- Task
Rewrite the rows from the line containing "Where can the sea" through the end of the rows, inclusive, substituting "occurrence" for "instance" and leaving everything else unchanged.

▽

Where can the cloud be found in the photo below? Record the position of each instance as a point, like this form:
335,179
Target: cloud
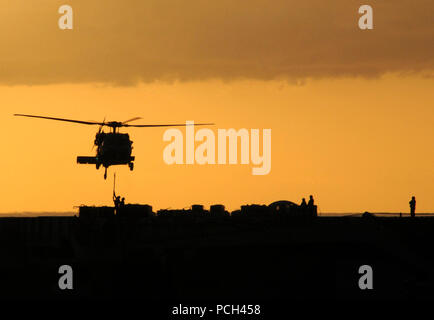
126,42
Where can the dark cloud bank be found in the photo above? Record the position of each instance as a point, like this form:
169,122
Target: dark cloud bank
124,42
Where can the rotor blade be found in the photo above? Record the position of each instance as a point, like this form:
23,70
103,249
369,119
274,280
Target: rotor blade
133,119
60,119
165,125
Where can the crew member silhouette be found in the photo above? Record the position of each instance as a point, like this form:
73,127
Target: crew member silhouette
117,200
412,206
310,203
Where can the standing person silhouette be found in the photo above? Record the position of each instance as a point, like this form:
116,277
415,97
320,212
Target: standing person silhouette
311,202
412,206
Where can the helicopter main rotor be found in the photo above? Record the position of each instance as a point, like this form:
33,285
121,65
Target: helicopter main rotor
113,124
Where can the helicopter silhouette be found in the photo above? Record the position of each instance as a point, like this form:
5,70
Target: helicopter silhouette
113,148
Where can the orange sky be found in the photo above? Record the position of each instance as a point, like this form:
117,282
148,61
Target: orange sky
351,113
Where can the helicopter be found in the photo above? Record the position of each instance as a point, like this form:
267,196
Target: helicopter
113,148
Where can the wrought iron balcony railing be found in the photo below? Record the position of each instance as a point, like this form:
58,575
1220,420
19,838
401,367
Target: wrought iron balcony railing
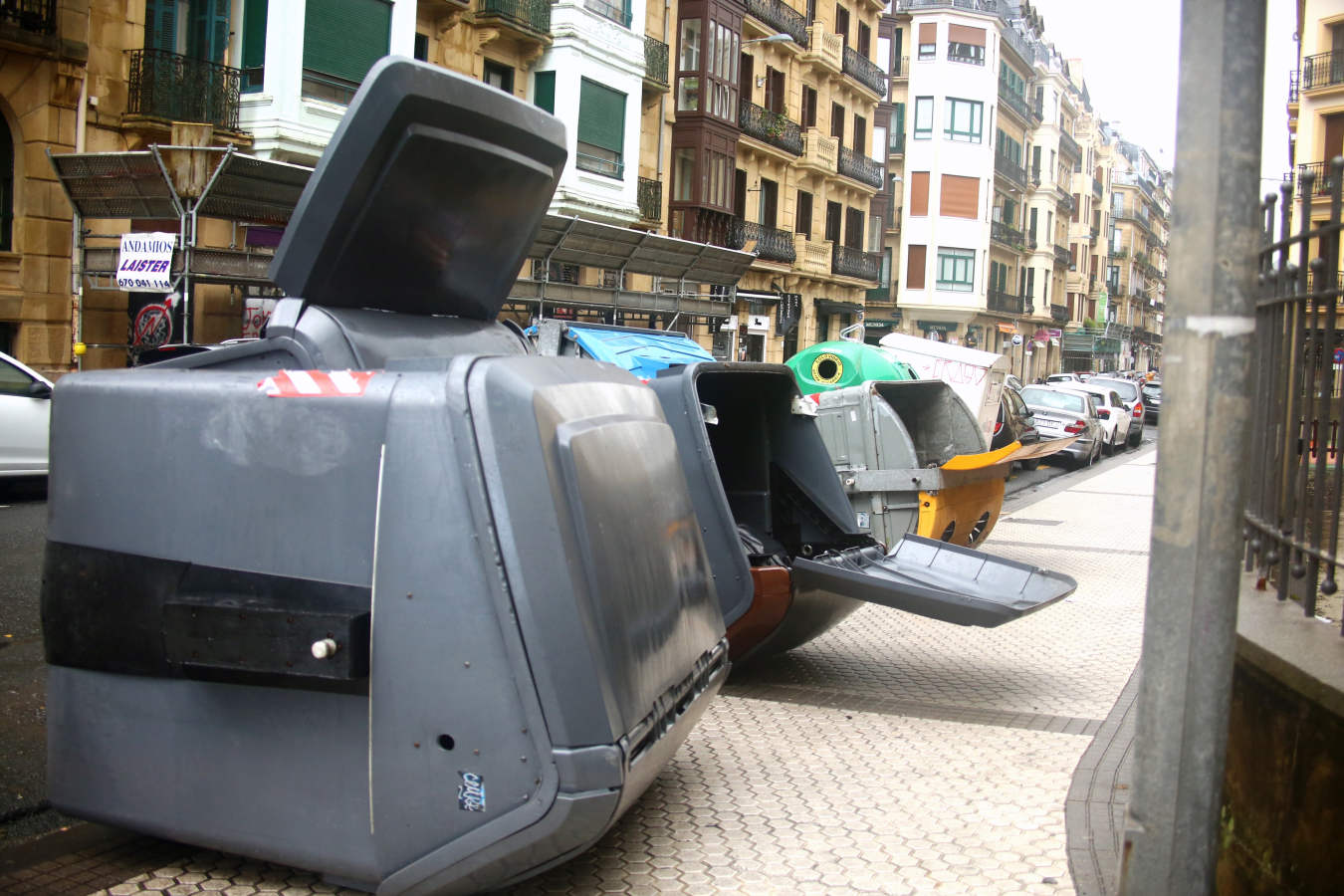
1321,70
1067,145
1314,176
176,88
1010,169
852,262
769,126
859,166
864,72
38,16
772,245
783,18
1013,101
651,199
534,15
1007,234
656,61
999,300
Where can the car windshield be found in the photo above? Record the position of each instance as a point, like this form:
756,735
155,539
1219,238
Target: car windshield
1126,389
1050,398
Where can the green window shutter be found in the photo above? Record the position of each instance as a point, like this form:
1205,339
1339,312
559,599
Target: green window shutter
545,93
161,24
601,115
254,34
344,38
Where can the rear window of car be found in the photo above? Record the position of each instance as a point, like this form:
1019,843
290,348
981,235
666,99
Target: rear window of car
1050,398
1128,391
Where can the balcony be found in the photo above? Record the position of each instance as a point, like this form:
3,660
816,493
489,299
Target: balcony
1068,146
651,199
38,16
533,16
859,166
864,72
1005,301
1006,234
1009,169
175,88
655,64
1012,101
772,245
771,126
1321,70
782,18
1320,176
818,152
852,262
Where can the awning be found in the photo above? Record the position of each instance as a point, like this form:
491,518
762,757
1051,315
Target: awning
829,307
572,241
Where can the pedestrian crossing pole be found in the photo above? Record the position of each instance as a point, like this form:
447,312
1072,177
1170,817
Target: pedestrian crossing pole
1190,627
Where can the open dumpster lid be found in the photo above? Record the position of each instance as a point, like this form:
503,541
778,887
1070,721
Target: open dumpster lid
432,203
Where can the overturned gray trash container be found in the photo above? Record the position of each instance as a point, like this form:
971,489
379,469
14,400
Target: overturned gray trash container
379,594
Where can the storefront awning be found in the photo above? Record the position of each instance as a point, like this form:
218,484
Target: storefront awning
829,307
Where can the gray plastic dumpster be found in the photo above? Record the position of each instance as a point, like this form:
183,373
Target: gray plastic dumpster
379,594
787,555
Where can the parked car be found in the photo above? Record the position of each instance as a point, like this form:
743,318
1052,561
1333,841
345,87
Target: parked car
1060,412
1133,400
1113,412
1014,423
24,418
1152,392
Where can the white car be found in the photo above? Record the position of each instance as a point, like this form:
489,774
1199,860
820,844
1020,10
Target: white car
24,419
1116,419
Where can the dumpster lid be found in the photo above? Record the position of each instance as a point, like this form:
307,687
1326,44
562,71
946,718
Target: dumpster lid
640,352
934,579
427,198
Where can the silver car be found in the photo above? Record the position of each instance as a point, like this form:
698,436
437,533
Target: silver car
24,416
1062,412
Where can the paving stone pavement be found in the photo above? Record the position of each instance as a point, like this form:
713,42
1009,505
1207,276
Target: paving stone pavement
894,755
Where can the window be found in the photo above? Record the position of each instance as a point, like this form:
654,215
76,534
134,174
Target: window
809,107
964,119
254,45
802,216
688,61
498,76
956,270
341,42
924,118
928,39
916,257
601,133
544,93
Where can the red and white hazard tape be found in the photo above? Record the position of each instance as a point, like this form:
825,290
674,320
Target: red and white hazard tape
316,383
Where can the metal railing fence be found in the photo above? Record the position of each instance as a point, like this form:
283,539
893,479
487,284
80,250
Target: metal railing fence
1296,474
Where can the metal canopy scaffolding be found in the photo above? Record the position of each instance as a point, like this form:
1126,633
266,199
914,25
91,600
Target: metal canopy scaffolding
687,265
138,185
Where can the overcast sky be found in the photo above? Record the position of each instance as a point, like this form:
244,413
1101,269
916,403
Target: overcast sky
1131,61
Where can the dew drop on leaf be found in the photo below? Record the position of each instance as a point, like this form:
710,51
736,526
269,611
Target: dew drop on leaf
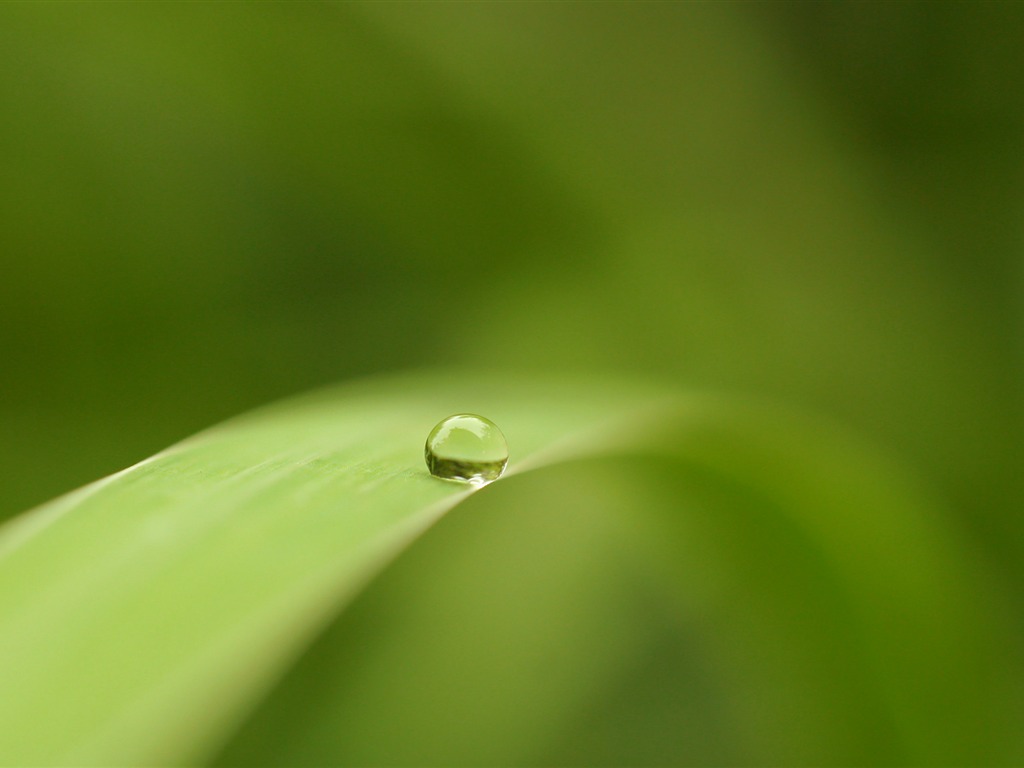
466,448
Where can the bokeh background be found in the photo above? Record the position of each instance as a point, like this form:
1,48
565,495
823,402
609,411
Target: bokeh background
205,207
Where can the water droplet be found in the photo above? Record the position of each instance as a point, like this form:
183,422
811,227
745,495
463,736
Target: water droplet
467,448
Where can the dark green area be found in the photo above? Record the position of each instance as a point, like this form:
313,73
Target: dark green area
204,207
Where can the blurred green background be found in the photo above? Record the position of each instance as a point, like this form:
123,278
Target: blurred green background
204,207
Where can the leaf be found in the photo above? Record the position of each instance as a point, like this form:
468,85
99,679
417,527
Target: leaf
142,617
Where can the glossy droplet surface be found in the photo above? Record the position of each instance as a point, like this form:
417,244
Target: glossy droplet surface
466,448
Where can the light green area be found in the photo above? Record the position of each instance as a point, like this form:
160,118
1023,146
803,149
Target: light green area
144,616
205,207
466,446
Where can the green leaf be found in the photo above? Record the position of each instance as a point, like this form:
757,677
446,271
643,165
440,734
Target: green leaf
143,617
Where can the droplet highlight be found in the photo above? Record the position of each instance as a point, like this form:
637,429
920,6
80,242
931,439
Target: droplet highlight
467,448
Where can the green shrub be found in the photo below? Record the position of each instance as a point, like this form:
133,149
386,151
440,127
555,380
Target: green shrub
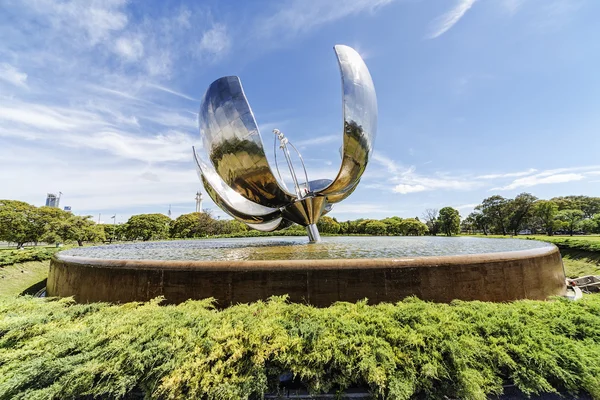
58,349
13,256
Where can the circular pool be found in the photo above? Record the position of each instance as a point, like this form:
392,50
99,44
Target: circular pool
337,269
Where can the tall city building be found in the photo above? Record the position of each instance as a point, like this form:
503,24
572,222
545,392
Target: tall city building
198,201
53,200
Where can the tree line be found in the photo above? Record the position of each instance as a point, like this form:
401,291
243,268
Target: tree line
528,214
22,223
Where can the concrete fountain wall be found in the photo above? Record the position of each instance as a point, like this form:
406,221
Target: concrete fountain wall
525,274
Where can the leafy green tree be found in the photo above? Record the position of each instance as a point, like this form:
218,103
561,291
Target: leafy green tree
430,216
468,225
393,225
496,209
148,226
545,211
77,228
571,219
361,225
589,225
18,222
521,210
449,221
481,222
596,219
192,225
328,225
375,228
413,227
45,218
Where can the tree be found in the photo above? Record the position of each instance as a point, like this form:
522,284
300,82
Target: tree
430,216
496,210
481,222
468,225
17,222
148,226
45,220
545,211
413,227
375,228
571,219
328,225
193,225
393,225
589,225
449,221
520,209
77,228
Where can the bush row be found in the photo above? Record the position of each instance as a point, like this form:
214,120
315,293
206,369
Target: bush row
58,349
13,256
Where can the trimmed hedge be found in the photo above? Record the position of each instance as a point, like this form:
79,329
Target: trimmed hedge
52,348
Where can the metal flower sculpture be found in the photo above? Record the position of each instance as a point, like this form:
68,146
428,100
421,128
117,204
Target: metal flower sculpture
235,171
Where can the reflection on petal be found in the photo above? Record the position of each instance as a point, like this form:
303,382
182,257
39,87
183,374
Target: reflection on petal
360,123
234,144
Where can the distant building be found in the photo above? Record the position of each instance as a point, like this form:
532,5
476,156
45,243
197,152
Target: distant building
53,200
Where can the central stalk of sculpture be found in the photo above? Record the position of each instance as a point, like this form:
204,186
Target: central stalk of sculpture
235,171
311,229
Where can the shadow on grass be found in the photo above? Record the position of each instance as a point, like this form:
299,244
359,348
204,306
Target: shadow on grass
33,289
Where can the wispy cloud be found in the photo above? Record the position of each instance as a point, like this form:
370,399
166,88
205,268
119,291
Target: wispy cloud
560,175
12,75
317,140
508,174
294,17
364,209
406,180
446,21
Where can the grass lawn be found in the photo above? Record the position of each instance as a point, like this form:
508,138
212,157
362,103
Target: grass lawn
16,278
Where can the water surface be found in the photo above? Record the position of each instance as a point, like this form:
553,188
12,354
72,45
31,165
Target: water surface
297,248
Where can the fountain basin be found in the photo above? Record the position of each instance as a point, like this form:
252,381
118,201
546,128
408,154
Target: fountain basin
382,269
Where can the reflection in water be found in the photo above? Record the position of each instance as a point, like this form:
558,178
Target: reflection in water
285,248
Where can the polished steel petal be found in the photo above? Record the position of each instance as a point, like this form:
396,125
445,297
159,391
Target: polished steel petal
230,201
234,145
360,123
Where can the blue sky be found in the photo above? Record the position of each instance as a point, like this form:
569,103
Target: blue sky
99,99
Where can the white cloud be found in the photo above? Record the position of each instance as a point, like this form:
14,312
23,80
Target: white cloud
12,75
173,92
215,41
294,17
317,140
444,22
509,174
387,162
541,180
466,206
93,20
364,209
404,188
131,49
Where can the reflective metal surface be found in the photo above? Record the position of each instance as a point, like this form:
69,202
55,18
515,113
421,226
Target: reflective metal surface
237,175
360,122
234,145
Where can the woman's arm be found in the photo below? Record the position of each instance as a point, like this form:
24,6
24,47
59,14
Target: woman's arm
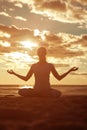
59,77
25,78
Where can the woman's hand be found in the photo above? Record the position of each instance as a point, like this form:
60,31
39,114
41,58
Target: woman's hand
74,69
10,71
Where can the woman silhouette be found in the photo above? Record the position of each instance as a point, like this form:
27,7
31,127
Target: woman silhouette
41,71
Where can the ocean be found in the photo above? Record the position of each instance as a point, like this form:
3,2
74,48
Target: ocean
12,90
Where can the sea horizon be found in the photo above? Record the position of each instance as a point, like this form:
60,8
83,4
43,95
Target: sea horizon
12,89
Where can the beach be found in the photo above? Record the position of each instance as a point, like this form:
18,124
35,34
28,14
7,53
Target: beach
67,112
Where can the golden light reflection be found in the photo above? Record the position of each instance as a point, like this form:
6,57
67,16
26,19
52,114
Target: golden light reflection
21,87
29,44
3,34
36,32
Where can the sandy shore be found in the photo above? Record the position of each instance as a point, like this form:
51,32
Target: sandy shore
39,113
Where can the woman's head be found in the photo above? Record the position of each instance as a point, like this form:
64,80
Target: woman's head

△

- Answer to this task
Where can the sea horizon be found in the photo above? Record the position of each occurrence as a point, like this form:
60,8
83,4
43,95
Target: sea horizon
12,89
Where can the beach be found in the photo above? Record the position of each occurrence as a point, like this form:
18,124
35,34
28,14
7,53
Target: beach
67,112
Where can the golden light reflection be found in the photo above? Record the position of each occurrence as a point, like this form:
6,57
67,16
26,19
52,114
Target: golden light reflection
21,87
29,44
3,34
36,32
Where can the sandy shore be found in the photo above? Record the position of each occurrence as a point, like this form:
51,32
Target: sandy shore
39,113
Where can the woman's head be found in the photo above? Record the position of each occurrence as a point, like this form:
64,80
Target: woman's head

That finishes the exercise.